+++ Data for the task +++
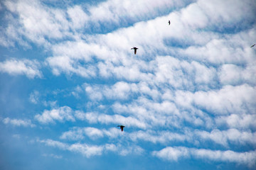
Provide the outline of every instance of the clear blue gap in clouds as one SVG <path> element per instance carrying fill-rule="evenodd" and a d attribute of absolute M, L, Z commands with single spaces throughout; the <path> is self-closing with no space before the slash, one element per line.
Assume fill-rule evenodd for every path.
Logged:
<path fill-rule="evenodd" d="M 255 169 L 254 1 L 0 5 L 0 167 Z"/>

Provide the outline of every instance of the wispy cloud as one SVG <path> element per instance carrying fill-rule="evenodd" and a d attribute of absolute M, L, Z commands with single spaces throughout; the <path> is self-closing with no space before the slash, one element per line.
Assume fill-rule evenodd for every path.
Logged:
<path fill-rule="evenodd" d="M 9 118 L 6 118 L 3 120 L 3 123 L 6 125 L 11 125 L 14 126 L 30 126 L 31 128 L 35 127 L 36 125 L 31 123 L 31 120 L 22 120 L 22 119 L 11 119 Z"/>
<path fill-rule="evenodd" d="M 177 161 L 179 159 L 191 157 L 196 159 L 245 164 L 252 166 L 255 164 L 256 152 L 236 152 L 231 150 L 220 151 L 183 147 L 169 147 L 160 151 L 154 151 L 152 154 L 169 161 Z"/>
<path fill-rule="evenodd" d="M 36 60 L 10 59 L 0 62 L 0 72 L 11 75 L 26 75 L 29 79 L 42 78 L 40 64 Z"/>

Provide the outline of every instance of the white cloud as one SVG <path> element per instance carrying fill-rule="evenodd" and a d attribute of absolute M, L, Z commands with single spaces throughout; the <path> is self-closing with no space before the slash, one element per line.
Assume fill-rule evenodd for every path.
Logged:
<path fill-rule="evenodd" d="M 41 115 L 36 115 L 35 118 L 43 124 L 54 123 L 55 120 L 60 122 L 63 122 L 64 120 L 75 121 L 73 113 L 70 107 L 63 106 L 50 110 L 45 110 Z"/>
<path fill-rule="evenodd" d="M 39 91 L 34 91 L 33 92 L 32 92 L 30 96 L 29 96 L 29 101 L 34 103 L 36 104 L 38 102 L 39 100 L 39 96 L 40 96 L 40 94 Z"/>
<path fill-rule="evenodd" d="M 206 159 L 218 162 L 245 164 L 249 166 L 255 165 L 256 160 L 255 151 L 236 152 L 231 150 L 210 150 L 183 147 L 168 147 L 160 151 L 154 151 L 152 152 L 152 154 L 169 161 L 177 161 L 179 159 L 191 157 L 193 158 Z"/>
<path fill-rule="evenodd" d="M 216 117 L 215 119 L 219 126 L 225 125 L 238 129 L 256 129 L 256 115 L 255 114 L 231 114 Z"/>
<path fill-rule="evenodd" d="M 199 91 L 194 94 L 177 91 L 176 103 L 188 108 L 193 107 L 193 104 L 215 115 L 253 114 L 255 113 L 255 88 L 248 84 L 225 86 L 220 90 Z"/>
<path fill-rule="evenodd" d="M 14 126 L 30 126 L 31 128 L 36 126 L 31 123 L 31 120 L 11 119 L 9 118 L 6 118 L 3 120 L 3 123 L 6 125 L 10 124 Z"/>
<path fill-rule="evenodd" d="M 240 144 L 256 144 L 256 132 L 240 132 L 236 129 L 229 129 L 223 131 L 215 129 L 210 132 L 197 130 L 195 134 L 198 135 L 203 141 L 210 140 L 225 147 L 228 146 L 228 143 Z"/>
<path fill-rule="evenodd" d="M 36 60 L 11 59 L 0 62 L 0 72 L 11 75 L 24 74 L 29 79 L 43 76 L 39 68 L 40 64 Z"/>
<path fill-rule="evenodd" d="M 178 161 L 181 157 L 189 157 L 188 149 L 186 147 L 166 147 L 159 152 L 152 152 L 153 156 L 170 161 Z"/>

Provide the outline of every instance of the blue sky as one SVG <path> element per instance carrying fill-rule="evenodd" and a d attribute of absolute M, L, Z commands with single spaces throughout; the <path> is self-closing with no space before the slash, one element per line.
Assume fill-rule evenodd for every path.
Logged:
+++
**What the task requires**
Recast every line of the entries above as a Markdown table with the columns Row and Line. Number the rows in order, skip blank lines, and leave the picture out.

**Correct result**
| Row | Line |
|---|---|
| 1 | Provide the outline of every instance of the clear blue gap in clouds as one SVG <path> element per instance carrying fill-rule="evenodd" and a d attribute of absolute M, L, Z commands with single spaces throughout; the <path> is self-closing with no space before the slash, one element per line. |
| 2 | Assume fill-rule evenodd for every path. |
| 3 | Logged: |
| 4 | <path fill-rule="evenodd" d="M 255 169 L 254 1 L 0 5 L 0 167 Z"/> |
| 5 | Provide the outline of every instance of the wispy cloud as one SVG <path> element per instance carrying fill-rule="evenodd" and a d attribute of absolute M, L, Z commands with single spaces throughout; the <path> is self-closing with no space before the slash, one element per line. |
| 6 | Assume fill-rule evenodd for every path. |
| 7 | Logged: |
| 8 | <path fill-rule="evenodd" d="M 9 118 L 6 118 L 3 120 L 3 123 L 6 125 L 11 125 L 14 126 L 30 126 L 31 128 L 35 127 L 36 125 L 31 123 L 31 120 L 22 120 L 22 119 L 11 119 Z"/> |
| 9 | <path fill-rule="evenodd" d="M 177 161 L 179 159 L 191 157 L 196 159 L 245 164 L 252 166 L 255 164 L 256 152 L 236 152 L 231 150 L 220 151 L 183 147 L 169 147 L 160 151 L 154 151 L 152 154 L 169 161 Z"/> |
| 10 | <path fill-rule="evenodd" d="M 36 60 L 10 59 L 0 62 L 0 72 L 11 75 L 26 75 L 29 79 L 42 78 L 40 64 Z"/> |
| 11 | Provide the outline of every instance of the white cloud as one SVG <path> element per instance carrying fill-rule="evenodd" and a d attribute of absolute M, L, Z commands with single spaces throughout; the <path> is self-closing with no space before the slash, one element per line. |
| 12 | Assume fill-rule evenodd for every path. |
| 13 | Logged: |
| 14 | <path fill-rule="evenodd" d="M 41 115 L 36 115 L 35 118 L 43 124 L 54 123 L 55 120 L 60 122 L 63 122 L 64 120 L 75 121 L 73 113 L 70 107 L 63 106 L 50 110 L 45 110 Z"/> |
| 15 | <path fill-rule="evenodd" d="M 39 91 L 34 91 L 33 92 L 32 92 L 30 96 L 29 96 L 29 101 L 34 103 L 36 104 L 38 102 L 39 100 L 39 96 L 40 96 L 40 94 Z"/> |
| 16 | <path fill-rule="evenodd" d="M 206 159 L 218 162 L 245 164 L 249 166 L 255 165 L 256 160 L 255 151 L 236 152 L 231 150 L 210 150 L 183 147 L 168 147 L 160 151 L 154 151 L 152 152 L 152 154 L 169 161 L 177 161 L 179 159 L 191 157 L 193 158 Z"/> |
| 17 | <path fill-rule="evenodd" d="M 216 117 L 215 119 L 219 126 L 225 125 L 238 129 L 256 129 L 256 115 L 255 114 L 231 114 Z"/> |
| 18 | <path fill-rule="evenodd" d="M 199 91 L 194 94 L 177 91 L 176 103 L 188 108 L 193 107 L 193 104 L 215 115 L 253 114 L 255 113 L 255 88 L 248 84 L 225 86 L 220 90 Z"/> |
| 19 | <path fill-rule="evenodd" d="M 14 126 L 30 126 L 31 128 L 36 126 L 31 123 L 31 120 L 11 119 L 9 118 L 6 118 L 3 120 L 3 123 L 6 125 L 10 124 Z"/> |
| 20 | <path fill-rule="evenodd" d="M 240 144 L 256 144 L 256 132 L 240 132 L 236 129 L 229 129 L 223 131 L 215 129 L 210 132 L 197 130 L 195 134 L 198 135 L 203 141 L 210 140 L 225 147 L 228 146 L 228 143 Z"/> |
| 21 | <path fill-rule="evenodd" d="M 36 60 L 11 59 L 0 62 L 0 72 L 11 75 L 24 74 L 29 79 L 43 76 L 39 68 L 40 64 Z"/> |
| 22 | <path fill-rule="evenodd" d="M 178 161 L 181 157 L 189 157 L 188 149 L 186 147 L 166 147 L 159 152 L 152 152 L 153 156 L 170 161 Z"/> |
| 23 | Provide the outline of every instance of the blue sky as one SVG <path> element per instance carrying fill-rule="evenodd" and a d attribute of absolute M, L, Z commands with single spaces throughout; the <path> is self-closing with no space before the slash, one element per line. |
| 24 | Assume fill-rule evenodd for every path. |
| 25 | Logged: |